*What is needed*.
Gather every line below that contains the word "white". Case counts, so a line qualifies only if its capitalization matches.

*Information provided*.
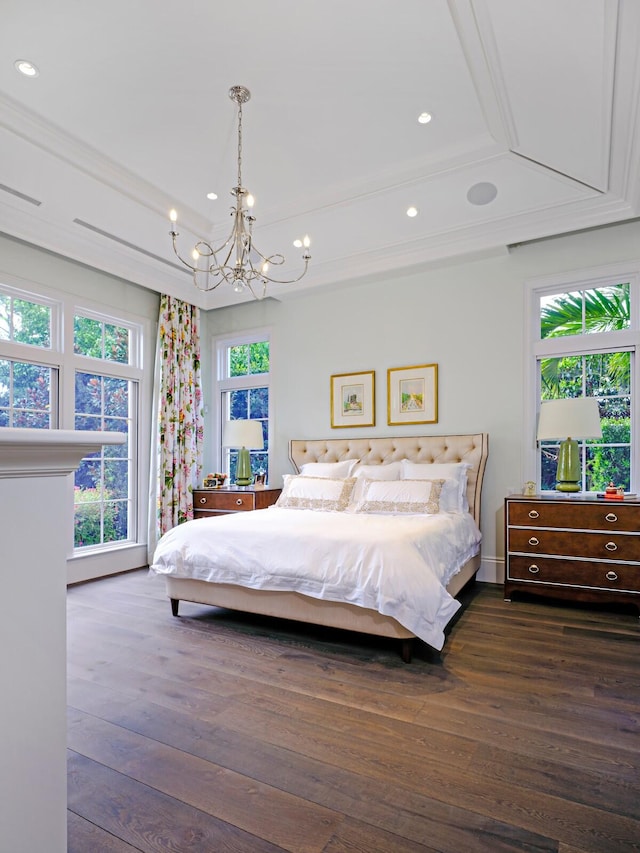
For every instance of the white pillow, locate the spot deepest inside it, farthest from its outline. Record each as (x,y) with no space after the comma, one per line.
(454,495)
(390,471)
(336,470)
(318,493)
(392,497)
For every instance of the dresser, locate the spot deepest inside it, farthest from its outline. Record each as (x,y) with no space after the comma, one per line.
(211,502)
(573,547)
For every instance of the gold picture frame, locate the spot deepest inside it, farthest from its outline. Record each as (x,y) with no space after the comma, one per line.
(412,395)
(353,399)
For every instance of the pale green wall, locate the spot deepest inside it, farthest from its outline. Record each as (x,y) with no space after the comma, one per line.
(468,318)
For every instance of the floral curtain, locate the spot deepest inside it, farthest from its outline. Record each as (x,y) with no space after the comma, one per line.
(179,428)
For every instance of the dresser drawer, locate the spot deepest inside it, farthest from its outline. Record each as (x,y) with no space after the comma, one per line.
(613,515)
(578,573)
(599,546)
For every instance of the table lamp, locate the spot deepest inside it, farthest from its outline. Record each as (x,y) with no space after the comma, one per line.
(243,435)
(569,419)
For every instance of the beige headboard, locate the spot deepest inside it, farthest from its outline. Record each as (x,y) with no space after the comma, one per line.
(417,448)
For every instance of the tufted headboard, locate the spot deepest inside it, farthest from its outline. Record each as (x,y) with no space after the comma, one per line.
(472,448)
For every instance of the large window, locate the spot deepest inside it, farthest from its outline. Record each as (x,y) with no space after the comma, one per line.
(585,341)
(243,392)
(62,366)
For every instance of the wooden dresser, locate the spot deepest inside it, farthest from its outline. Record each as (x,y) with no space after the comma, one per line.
(578,548)
(210,502)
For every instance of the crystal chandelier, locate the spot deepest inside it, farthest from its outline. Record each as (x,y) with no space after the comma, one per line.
(237,261)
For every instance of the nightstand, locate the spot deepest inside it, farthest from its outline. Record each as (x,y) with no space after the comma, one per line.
(577,548)
(211,502)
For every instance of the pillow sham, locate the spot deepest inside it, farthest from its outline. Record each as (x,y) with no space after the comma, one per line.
(318,493)
(336,470)
(393,497)
(390,471)
(454,492)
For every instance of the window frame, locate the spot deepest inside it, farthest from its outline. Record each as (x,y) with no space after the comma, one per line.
(224,384)
(535,348)
(64,362)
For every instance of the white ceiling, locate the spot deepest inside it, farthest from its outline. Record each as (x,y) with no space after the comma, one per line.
(130,117)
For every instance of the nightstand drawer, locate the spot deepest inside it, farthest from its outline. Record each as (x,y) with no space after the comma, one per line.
(601,546)
(611,515)
(578,573)
(219,501)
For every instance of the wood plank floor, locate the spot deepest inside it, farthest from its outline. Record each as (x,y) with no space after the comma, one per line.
(224,733)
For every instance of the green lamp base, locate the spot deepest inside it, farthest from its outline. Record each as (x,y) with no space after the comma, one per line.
(568,478)
(244,477)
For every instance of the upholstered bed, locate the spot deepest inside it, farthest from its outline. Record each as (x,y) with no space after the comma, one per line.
(428,451)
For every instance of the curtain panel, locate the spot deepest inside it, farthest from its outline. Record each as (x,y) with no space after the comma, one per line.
(179,431)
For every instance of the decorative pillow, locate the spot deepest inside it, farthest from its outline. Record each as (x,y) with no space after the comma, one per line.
(391,497)
(335,470)
(319,493)
(390,471)
(454,494)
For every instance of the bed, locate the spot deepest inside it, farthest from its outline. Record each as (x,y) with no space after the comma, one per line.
(292,594)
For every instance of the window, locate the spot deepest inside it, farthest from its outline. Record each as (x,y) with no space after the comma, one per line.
(243,392)
(584,345)
(98,374)
(105,398)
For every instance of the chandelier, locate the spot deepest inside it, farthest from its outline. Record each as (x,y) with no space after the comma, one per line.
(237,261)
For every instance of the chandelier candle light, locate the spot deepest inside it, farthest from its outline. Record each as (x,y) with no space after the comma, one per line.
(236,261)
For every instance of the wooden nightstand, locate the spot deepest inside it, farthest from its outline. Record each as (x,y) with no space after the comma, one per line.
(578,548)
(211,502)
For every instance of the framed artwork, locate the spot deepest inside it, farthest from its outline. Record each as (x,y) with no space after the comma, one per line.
(412,395)
(353,399)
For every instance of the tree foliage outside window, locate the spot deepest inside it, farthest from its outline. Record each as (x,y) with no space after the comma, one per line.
(25,395)
(25,322)
(99,339)
(101,496)
(246,398)
(605,375)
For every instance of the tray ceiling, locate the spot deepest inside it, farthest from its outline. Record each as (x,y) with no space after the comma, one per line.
(533,130)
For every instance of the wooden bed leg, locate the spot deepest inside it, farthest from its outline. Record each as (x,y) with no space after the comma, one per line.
(407,649)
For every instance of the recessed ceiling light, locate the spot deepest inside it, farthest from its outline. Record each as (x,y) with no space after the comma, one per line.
(25,67)
(482,193)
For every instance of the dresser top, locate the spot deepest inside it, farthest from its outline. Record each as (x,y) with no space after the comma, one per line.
(574,497)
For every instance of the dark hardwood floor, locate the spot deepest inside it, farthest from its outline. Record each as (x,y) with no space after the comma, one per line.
(234,734)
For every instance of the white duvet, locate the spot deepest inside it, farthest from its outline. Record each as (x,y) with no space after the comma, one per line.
(398,565)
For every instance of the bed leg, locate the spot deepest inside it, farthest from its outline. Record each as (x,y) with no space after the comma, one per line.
(407,649)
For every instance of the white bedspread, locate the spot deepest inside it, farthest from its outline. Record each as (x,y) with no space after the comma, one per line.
(398,565)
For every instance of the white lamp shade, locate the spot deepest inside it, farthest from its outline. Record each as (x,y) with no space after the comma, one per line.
(241,433)
(574,417)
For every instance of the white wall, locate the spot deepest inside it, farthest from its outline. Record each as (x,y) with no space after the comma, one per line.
(467,317)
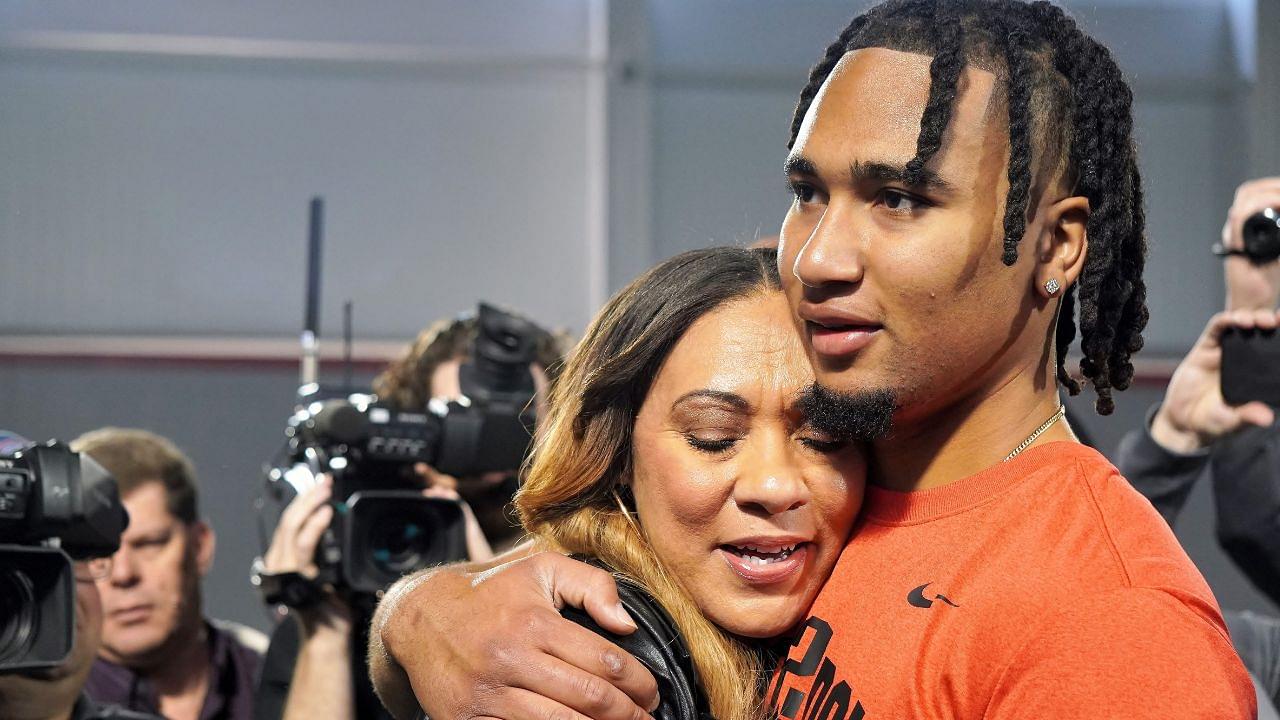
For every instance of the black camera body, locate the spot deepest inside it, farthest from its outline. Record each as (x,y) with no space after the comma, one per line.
(1261,236)
(55,505)
(384,527)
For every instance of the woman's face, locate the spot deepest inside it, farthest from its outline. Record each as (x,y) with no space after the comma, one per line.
(741,501)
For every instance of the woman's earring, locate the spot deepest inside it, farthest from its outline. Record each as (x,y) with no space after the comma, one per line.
(626,513)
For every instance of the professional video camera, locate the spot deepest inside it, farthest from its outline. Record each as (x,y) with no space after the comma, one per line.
(55,505)
(1260,236)
(384,527)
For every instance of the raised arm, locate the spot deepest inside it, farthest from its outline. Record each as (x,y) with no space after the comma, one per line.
(488,641)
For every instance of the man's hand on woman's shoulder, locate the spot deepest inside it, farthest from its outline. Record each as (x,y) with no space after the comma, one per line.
(471,641)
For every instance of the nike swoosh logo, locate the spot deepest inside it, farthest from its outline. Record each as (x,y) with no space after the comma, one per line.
(917,597)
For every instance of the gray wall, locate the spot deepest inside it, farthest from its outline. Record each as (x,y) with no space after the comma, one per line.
(156,158)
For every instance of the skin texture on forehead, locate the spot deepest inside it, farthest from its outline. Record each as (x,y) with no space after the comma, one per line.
(954,315)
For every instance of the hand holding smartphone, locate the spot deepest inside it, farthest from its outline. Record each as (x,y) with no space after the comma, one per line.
(1251,367)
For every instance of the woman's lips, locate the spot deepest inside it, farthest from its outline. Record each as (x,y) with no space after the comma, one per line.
(773,570)
(840,340)
(129,615)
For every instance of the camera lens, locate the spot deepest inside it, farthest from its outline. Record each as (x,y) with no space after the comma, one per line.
(18,615)
(1261,235)
(398,543)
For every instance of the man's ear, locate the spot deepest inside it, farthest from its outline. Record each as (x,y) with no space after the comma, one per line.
(1061,246)
(204,542)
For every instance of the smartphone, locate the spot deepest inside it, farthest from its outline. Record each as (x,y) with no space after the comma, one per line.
(1251,367)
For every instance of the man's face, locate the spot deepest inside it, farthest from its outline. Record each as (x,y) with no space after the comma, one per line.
(151,597)
(900,287)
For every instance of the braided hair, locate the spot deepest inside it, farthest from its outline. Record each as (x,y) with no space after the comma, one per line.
(1069,112)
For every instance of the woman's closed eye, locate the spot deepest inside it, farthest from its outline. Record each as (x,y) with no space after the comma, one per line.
(711,442)
(819,442)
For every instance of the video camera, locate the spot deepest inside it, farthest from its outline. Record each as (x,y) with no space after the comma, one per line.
(55,506)
(1260,236)
(384,527)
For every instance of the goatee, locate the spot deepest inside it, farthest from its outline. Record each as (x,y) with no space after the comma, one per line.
(860,417)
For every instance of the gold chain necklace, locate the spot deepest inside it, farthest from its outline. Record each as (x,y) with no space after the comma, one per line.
(1040,431)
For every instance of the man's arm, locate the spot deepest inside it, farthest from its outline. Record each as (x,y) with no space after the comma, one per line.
(488,641)
(1161,475)
(1247,497)
(1136,654)
(321,684)
(1164,460)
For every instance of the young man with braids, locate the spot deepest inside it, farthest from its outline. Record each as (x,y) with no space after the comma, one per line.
(964,176)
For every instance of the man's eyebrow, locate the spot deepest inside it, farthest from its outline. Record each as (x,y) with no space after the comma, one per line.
(872,172)
(799,165)
(732,399)
(888,172)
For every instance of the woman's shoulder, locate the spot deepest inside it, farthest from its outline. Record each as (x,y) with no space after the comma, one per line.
(656,643)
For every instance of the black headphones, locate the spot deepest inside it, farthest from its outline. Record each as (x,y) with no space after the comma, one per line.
(658,646)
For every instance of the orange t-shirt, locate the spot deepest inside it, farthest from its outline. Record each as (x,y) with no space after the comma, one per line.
(1043,587)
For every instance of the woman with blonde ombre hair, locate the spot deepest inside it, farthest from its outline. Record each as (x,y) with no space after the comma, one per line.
(675,454)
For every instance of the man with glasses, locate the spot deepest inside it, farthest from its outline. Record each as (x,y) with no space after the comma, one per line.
(159,652)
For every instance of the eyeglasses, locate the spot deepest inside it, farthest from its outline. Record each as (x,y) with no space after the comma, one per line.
(92,569)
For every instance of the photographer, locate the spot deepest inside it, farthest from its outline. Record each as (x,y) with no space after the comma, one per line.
(312,668)
(1193,432)
(58,692)
(159,651)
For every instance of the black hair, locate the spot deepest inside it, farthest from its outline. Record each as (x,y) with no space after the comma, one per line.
(1069,112)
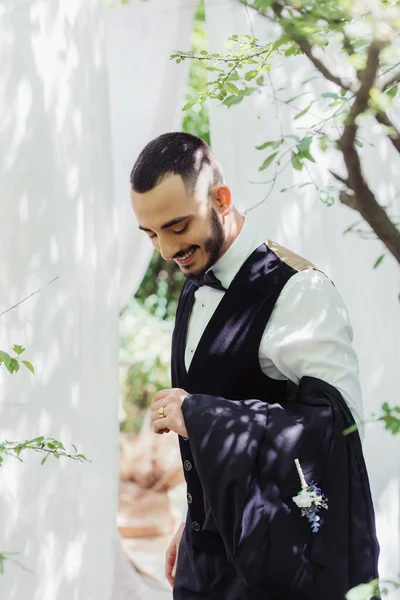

*The result*.
For every instance of the white pillow, locate the spot deepest inside it, farthest from its outline. Record each as (x,y) with no space after the comma, one per line.
For every instance of the white ceiling, locate the spot deepest inside it, farthest from its outline. Record each as (x,y) with no space after the comma, one per line.
For every instance of the white duvet, locate the spot deepest inside it, farthest from its outline. Record each as (x,y) with no space after the comma, one per line.
For every instance of the white bedspread, locate the spot deepest inside it, farthest from its outline. Record each as (x,y) with no space after the comma, one per line.
For every instance of the white lamp shade, locate the spot deepest inside it, farthest from its outline. Record each as (x,y) with no space after the comma, one per line.
For every instance of the white wall, locate the spot deepest inside it, farthest from its outline. Record each as (x,y) with no space after the comma, one per line.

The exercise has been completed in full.